**SHORT PROBLEM**
Reproduce each line of the records below verbatim.

Rows from a segmentation dataset:
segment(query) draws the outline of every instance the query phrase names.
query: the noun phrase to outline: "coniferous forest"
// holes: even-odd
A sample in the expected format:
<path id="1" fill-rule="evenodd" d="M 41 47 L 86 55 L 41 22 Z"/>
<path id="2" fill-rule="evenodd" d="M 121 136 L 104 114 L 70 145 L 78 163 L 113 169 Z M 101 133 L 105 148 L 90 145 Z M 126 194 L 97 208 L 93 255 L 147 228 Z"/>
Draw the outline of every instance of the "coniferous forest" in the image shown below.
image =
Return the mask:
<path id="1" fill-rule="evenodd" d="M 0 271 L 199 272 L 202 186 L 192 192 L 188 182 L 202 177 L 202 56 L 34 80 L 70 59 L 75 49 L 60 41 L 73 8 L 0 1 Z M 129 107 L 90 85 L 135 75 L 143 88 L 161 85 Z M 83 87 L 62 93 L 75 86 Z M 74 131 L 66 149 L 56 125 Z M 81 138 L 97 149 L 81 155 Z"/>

**RESPONSE**
segment(query) draws the outline of every instance the query phrase names.
query: the noun phrase to outline: "coniferous forest"
// holes: even-odd
A sample in the expected format:
<path id="1" fill-rule="evenodd" d="M 41 47 L 86 55 L 41 22 Z"/>
<path id="2" fill-rule="evenodd" d="M 121 136 L 104 114 L 70 145 L 78 163 L 113 169 Z M 101 133 L 105 148 L 90 145 Z M 126 194 L 97 208 L 93 255 L 147 228 Z"/>
Draw the outline of every instance of the "coniferous forest" in the image shown below.
image =
Return the mask:
<path id="1" fill-rule="evenodd" d="M 0 271 L 199 272 L 202 186 L 192 192 L 188 182 L 202 177 L 202 56 L 34 80 L 70 59 L 75 49 L 60 41 L 73 8 L 0 1 Z M 129 107 L 90 85 L 135 75 L 143 88 L 161 85 Z M 83 87 L 62 93 L 75 86 Z M 74 131 L 66 149 L 56 125 Z M 81 138 L 97 149 L 81 155 Z"/>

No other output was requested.